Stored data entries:
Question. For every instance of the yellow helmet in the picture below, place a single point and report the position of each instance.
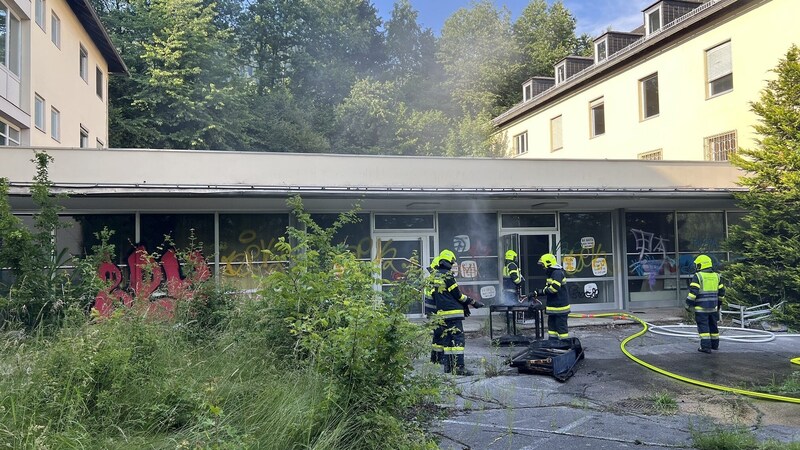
(448, 256)
(548, 260)
(702, 262)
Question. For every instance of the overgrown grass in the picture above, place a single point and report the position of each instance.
(664, 403)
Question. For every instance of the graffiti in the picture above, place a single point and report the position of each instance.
(590, 255)
(157, 285)
(648, 245)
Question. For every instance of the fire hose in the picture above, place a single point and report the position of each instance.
(646, 327)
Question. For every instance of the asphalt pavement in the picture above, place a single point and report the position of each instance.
(611, 401)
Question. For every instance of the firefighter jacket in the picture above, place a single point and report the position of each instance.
(511, 276)
(555, 289)
(450, 302)
(706, 292)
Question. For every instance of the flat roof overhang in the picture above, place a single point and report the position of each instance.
(164, 180)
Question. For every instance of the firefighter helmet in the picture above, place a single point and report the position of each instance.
(448, 256)
(548, 260)
(702, 262)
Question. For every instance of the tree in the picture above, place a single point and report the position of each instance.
(476, 51)
(184, 90)
(768, 243)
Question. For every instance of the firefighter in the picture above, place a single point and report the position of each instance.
(452, 307)
(430, 313)
(512, 279)
(555, 290)
(706, 293)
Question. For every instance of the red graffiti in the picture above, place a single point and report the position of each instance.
(146, 277)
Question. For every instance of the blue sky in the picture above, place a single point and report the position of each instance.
(593, 16)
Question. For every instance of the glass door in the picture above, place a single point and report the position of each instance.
(394, 256)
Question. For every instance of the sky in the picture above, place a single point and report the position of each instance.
(593, 16)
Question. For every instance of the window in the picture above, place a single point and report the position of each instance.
(84, 143)
(521, 143)
(55, 30)
(654, 155)
(719, 69)
(9, 40)
(561, 73)
(38, 112)
(9, 136)
(653, 21)
(41, 12)
(598, 117)
(721, 146)
(55, 124)
(84, 64)
(649, 96)
(99, 82)
(601, 51)
(555, 134)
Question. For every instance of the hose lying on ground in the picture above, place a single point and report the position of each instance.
(646, 327)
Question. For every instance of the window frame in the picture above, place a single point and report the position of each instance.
(40, 14)
(643, 98)
(99, 85)
(708, 65)
(55, 124)
(83, 141)
(593, 107)
(55, 29)
(83, 64)
(559, 119)
(39, 105)
(521, 143)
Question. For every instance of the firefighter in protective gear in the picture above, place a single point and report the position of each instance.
(512, 280)
(452, 306)
(706, 293)
(430, 312)
(555, 290)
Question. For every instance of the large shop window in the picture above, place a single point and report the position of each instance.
(82, 234)
(185, 231)
(473, 238)
(586, 254)
(651, 259)
(354, 236)
(245, 241)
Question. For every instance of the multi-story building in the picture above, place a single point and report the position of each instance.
(56, 59)
(679, 87)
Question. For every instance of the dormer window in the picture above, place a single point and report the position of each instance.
(561, 73)
(527, 91)
(600, 51)
(653, 20)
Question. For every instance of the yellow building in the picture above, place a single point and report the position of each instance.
(56, 58)
(678, 88)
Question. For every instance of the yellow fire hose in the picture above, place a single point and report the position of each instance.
(718, 387)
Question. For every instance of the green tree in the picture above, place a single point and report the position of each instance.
(543, 36)
(476, 50)
(768, 243)
(184, 90)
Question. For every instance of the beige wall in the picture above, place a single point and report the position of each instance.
(55, 77)
(759, 36)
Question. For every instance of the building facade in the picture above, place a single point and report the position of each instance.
(626, 231)
(678, 88)
(54, 74)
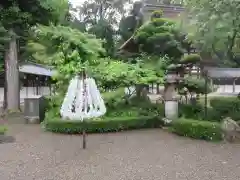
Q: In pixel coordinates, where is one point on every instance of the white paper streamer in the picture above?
(87, 104)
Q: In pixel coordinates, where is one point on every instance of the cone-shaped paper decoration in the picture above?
(83, 100)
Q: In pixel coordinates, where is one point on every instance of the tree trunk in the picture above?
(12, 77)
(5, 84)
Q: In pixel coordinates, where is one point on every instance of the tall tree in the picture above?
(216, 28)
(17, 16)
(101, 18)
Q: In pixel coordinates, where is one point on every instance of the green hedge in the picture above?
(197, 112)
(226, 107)
(205, 130)
(3, 129)
(102, 125)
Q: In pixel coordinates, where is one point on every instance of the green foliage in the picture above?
(156, 15)
(68, 50)
(128, 25)
(113, 74)
(191, 59)
(103, 125)
(226, 107)
(157, 37)
(197, 112)
(100, 17)
(215, 27)
(197, 129)
(3, 129)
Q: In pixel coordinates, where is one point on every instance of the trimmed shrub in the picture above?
(226, 107)
(197, 112)
(102, 125)
(205, 130)
(3, 129)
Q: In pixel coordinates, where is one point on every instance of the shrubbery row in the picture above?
(104, 125)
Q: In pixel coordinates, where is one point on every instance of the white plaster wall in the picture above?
(25, 92)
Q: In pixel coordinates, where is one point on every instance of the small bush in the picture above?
(226, 107)
(197, 112)
(102, 125)
(3, 129)
(205, 130)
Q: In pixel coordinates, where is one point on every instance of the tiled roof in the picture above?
(37, 69)
(223, 72)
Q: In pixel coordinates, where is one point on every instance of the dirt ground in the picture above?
(134, 155)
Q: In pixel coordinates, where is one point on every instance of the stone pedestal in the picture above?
(171, 109)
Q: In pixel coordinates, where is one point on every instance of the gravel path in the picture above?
(135, 155)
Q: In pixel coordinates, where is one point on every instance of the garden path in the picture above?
(134, 155)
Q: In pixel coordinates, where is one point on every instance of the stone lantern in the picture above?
(170, 95)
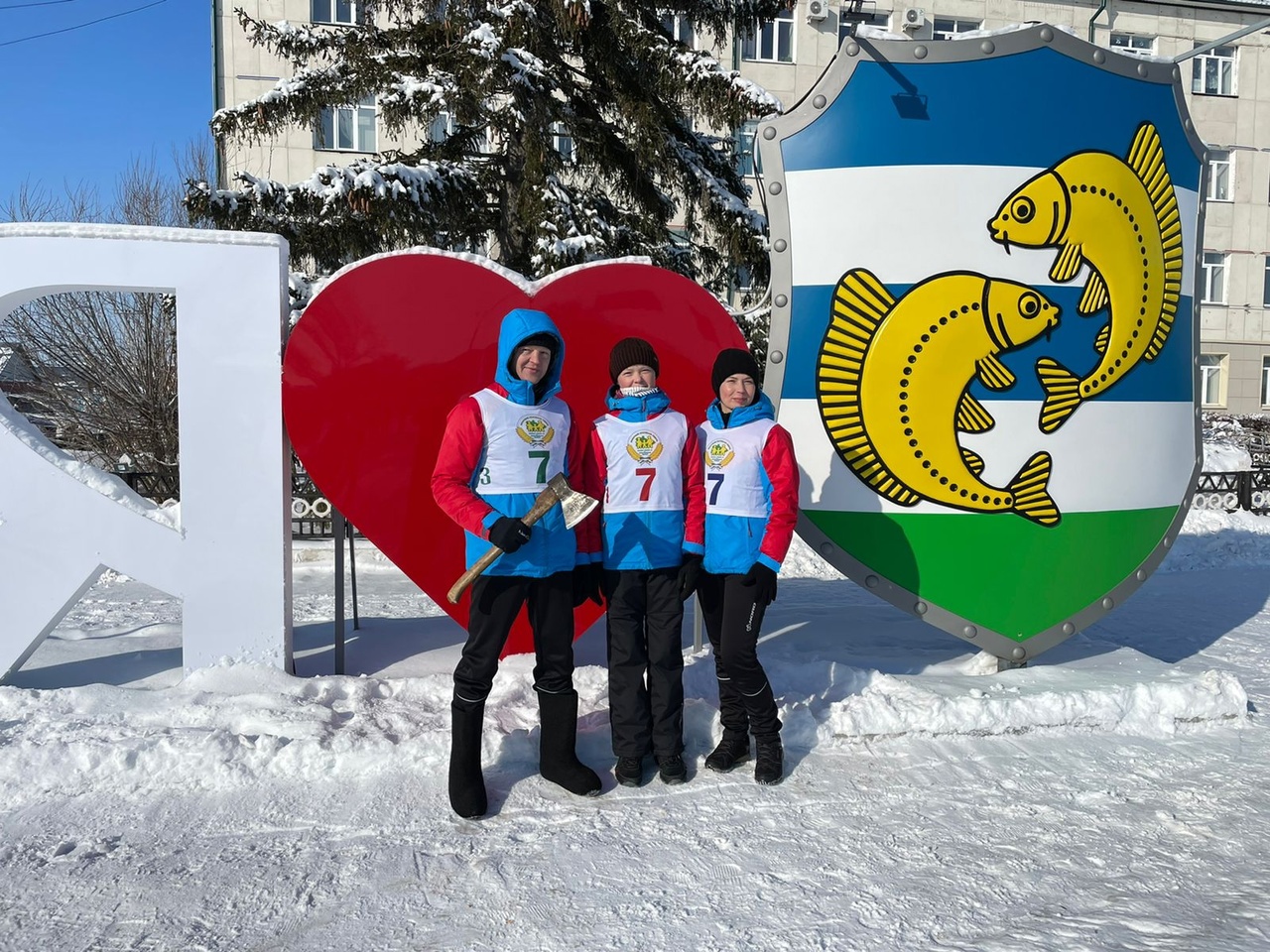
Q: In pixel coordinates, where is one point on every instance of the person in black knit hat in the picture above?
(751, 480)
(645, 463)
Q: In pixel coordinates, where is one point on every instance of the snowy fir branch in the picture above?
(547, 134)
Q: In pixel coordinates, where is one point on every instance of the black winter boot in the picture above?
(731, 751)
(466, 784)
(770, 761)
(558, 757)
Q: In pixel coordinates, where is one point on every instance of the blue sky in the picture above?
(79, 105)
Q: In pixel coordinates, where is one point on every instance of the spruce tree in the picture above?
(651, 122)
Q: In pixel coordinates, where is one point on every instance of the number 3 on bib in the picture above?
(544, 457)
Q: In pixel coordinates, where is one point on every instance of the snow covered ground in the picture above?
(1115, 794)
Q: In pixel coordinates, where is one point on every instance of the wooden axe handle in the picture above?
(541, 506)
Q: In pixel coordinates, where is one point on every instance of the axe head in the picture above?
(574, 504)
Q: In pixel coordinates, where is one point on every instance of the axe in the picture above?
(575, 506)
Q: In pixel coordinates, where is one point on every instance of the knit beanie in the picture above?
(729, 362)
(630, 352)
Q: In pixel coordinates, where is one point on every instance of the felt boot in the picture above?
(466, 783)
(558, 757)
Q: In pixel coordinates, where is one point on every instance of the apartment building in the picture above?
(1227, 90)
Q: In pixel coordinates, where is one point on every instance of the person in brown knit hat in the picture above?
(645, 463)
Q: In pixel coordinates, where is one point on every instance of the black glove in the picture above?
(763, 580)
(690, 574)
(508, 534)
(588, 583)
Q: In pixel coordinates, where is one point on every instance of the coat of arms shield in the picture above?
(983, 324)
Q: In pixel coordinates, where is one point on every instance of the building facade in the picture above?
(1227, 89)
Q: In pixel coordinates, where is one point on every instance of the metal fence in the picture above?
(313, 515)
(1228, 492)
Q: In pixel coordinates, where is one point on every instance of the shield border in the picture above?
(769, 136)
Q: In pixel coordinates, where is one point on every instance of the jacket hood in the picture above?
(761, 409)
(638, 409)
(520, 325)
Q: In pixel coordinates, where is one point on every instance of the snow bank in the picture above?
(1040, 699)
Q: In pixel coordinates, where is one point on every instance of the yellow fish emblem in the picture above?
(893, 377)
(1119, 214)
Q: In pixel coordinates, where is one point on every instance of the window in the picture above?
(335, 12)
(849, 16)
(443, 127)
(947, 30)
(347, 127)
(1211, 380)
(771, 41)
(1220, 171)
(1133, 45)
(1213, 72)
(747, 150)
(1214, 278)
(563, 143)
(679, 27)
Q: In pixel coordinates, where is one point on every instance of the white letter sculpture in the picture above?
(227, 555)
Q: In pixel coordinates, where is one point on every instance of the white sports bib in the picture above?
(644, 462)
(525, 445)
(733, 467)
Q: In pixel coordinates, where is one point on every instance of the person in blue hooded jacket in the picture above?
(751, 488)
(500, 447)
(645, 463)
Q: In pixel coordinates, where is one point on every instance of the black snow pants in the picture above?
(645, 640)
(497, 601)
(733, 620)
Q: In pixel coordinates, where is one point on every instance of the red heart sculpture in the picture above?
(390, 344)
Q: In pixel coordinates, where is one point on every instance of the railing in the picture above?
(1229, 492)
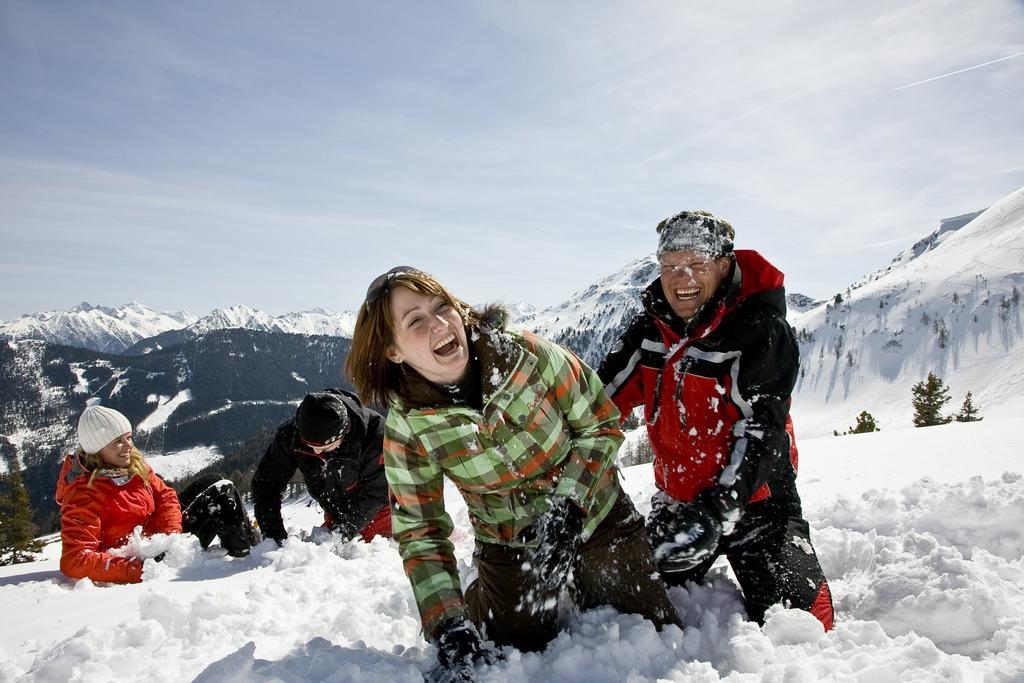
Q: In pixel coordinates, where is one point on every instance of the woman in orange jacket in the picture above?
(107, 489)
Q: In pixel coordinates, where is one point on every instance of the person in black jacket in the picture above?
(336, 442)
(713, 360)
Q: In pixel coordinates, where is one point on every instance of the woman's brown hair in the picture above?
(368, 366)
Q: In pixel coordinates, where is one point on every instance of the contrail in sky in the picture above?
(936, 78)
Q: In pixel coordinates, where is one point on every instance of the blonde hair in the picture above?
(136, 465)
(368, 366)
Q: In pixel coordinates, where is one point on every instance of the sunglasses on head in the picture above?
(380, 285)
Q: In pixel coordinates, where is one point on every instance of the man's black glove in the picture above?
(460, 648)
(558, 534)
(684, 535)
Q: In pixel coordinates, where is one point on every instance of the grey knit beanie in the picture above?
(695, 230)
(98, 426)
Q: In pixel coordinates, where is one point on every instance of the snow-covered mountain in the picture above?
(594, 317)
(946, 227)
(950, 304)
(315, 322)
(98, 328)
(135, 328)
(799, 303)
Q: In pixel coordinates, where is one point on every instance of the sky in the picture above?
(192, 156)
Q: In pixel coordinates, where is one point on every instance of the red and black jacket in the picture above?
(347, 482)
(716, 390)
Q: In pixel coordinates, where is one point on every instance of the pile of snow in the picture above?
(919, 531)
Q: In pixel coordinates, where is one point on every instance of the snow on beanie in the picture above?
(695, 230)
(98, 426)
(323, 418)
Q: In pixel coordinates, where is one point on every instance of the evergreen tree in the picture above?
(17, 542)
(969, 412)
(930, 396)
(865, 424)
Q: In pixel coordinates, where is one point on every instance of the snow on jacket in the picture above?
(547, 428)
(347, 482)
(97, 517)
(716, 391)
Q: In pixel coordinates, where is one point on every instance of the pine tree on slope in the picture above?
(930, 396)
(17, 541)
(969, 412)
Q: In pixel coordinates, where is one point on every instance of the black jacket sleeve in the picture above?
(271, 476)
(621, 369)
(357, 506)
(767, 375)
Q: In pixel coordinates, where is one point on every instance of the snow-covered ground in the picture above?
(180, 464)
(920, 531)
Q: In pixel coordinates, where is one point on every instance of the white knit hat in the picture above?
(98, 426)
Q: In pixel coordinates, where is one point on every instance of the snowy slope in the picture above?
(316, 322)
(115, 330)
(98, 328)
(923, 548)
(953, 309)
(593, 318)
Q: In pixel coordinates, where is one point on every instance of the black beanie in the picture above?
(323, 418)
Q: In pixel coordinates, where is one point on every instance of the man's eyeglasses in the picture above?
(379, 287)
(696, 267)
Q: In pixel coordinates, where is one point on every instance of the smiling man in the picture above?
(336, 442)
(714, 361)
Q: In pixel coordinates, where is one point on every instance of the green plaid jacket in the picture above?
(547, 428)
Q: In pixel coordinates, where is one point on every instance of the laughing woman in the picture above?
(526, 433)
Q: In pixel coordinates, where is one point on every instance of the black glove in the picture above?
(558, 535)
(460, 648)
(684, 535)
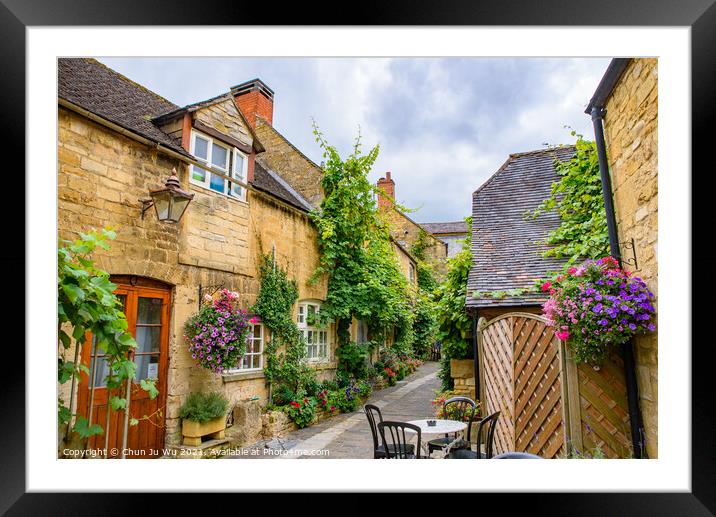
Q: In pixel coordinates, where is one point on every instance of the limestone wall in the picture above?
(631, 135)
(101, 177)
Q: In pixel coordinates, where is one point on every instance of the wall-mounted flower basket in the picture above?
(218, 334)
(597, 306)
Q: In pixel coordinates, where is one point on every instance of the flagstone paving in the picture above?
(348, 436)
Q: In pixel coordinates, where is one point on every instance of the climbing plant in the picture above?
(364, 278)
(286, 349)
(454, 324)
(86, 304)
(577, 198)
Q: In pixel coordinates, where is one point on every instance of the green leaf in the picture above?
(117, 403)
(149, 386)
(73, 292)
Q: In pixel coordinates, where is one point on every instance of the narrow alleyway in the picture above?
(348, 436)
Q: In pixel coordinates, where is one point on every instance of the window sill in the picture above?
(243, 376)
(232, 198)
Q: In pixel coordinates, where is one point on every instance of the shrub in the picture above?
(347, 399)
(302, 412)
(202, 407)
(282, 395)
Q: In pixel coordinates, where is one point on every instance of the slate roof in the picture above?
(89, 84)
(271, 182)
(439, 228)
(506, 248)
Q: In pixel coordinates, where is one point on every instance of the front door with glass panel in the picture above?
(147, 310)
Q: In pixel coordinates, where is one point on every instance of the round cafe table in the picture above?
(441, 427)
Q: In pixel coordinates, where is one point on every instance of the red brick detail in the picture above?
(250, 167)
(186, 131)
(387, 185)
(255, 104)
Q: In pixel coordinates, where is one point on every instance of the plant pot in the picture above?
(194, 431)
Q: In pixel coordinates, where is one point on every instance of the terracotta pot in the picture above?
(194, 431)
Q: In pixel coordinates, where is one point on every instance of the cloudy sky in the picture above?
(444, 125)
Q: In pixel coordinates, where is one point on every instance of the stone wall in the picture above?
(630, 128)
(405, 230)
(101, 177)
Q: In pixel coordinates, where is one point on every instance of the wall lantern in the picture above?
(170, 202)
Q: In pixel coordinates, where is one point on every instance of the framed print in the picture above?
(463, 234)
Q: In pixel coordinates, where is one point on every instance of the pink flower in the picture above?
(563, 335)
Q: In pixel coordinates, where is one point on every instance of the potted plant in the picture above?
(203, 414)
(218, 333)
(597, 306)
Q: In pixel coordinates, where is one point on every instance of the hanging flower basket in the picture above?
(597, 306)
(218, 334)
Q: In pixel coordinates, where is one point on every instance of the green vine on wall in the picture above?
(286, 349)
(577, 198)
(364, 277)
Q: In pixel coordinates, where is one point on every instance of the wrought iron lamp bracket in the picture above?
(146, 205)
(630, 245)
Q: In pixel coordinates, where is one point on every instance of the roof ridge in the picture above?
(125, 78)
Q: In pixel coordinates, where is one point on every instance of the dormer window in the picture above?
(222, 164)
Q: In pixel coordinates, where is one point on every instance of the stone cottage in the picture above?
(627, 99)
(452, 233)
(252, 195)
(407, 232)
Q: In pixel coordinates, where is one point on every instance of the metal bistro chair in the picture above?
(464, 407)
(373, 413)
(396, 445)
(486, 427)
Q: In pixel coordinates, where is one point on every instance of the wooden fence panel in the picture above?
(549, 405)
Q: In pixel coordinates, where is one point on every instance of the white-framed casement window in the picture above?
(253, 359)
(225, 160)
(317, 339)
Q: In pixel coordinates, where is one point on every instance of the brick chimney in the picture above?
(255, 99)
(388, 186)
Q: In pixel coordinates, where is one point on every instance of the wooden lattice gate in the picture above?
(549, 405)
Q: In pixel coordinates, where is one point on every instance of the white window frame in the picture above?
(260, 341)
(232, 154)
(318, 340)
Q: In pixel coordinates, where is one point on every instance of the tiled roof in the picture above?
(89, 84)
(269, 181)
(454, 227)
(506, 247)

▶ [Assignment] Only the lines from the one containing "chair in the picture above?" through the end of the records above belong in the output, each exactly as it stands, both ends included.

▶ [Solved exercise]
Q: In pixel coordinates, where is one point on every instance of the metal bistro chair in the picture above?
(464, 407)
(373, 413)
(396, 445)
(486, 427)
Q: In pixel coordinates, where is one point on every instance of the wooden fence panel in the picture above?
(549, 405)
Q: In pixel coordinates, where is one point on every instance of the white-framed casement window in the picture above?
(253, 359)
(225, 160)
(317, 339)
Q: In pixel coordinates, where is one point on every instance of the brick chimney in the picture above?
(255, 99)
(388, 186)
Q: In pixel coordinates, where is one point on every instance of the wooden lattice gate in the picture above?
(549, 405)
Q: In pixel coordinates, where is one point on every instance of the white window frame in the picture above?
(260, 341)
(232, 154)
(318, 340)
Q: In pixel coordinates, where is one point on every instance of the tiled roof in the picture above?
(89, 84)
(269, 181)
(454, 227)
(506, 247)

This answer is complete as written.